━━ Working data ━━

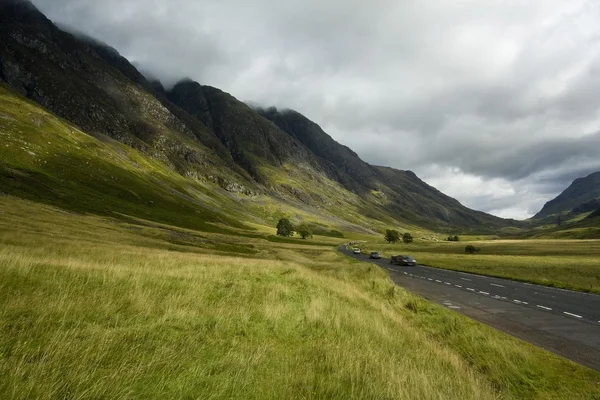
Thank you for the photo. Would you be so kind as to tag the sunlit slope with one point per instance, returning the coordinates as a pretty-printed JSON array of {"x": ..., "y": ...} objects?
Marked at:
[
  {"x": 45, "y": 159},
  {"x": 95, "y": 307}
]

━━━

→ **What to produce**:
Format every line of the entries as a JSON list of strings, one string per line, with blank lines omitted. Leave the pictures out of the list.

→ **Response to the exercise**:
[
  "Thank you for the photo. Would you be so kind as to tag the sunlit slope with one point per instance, returning the coordinates as a pretty-printed JSON array of {\"x\": ..., \"y\": ...} objects?",
  "Marked at:",
  "[",
  "  {\"x\": 45, \"y\": 159},",
  "  {\"x\": 95, \"y\": 307}",
  "]"
]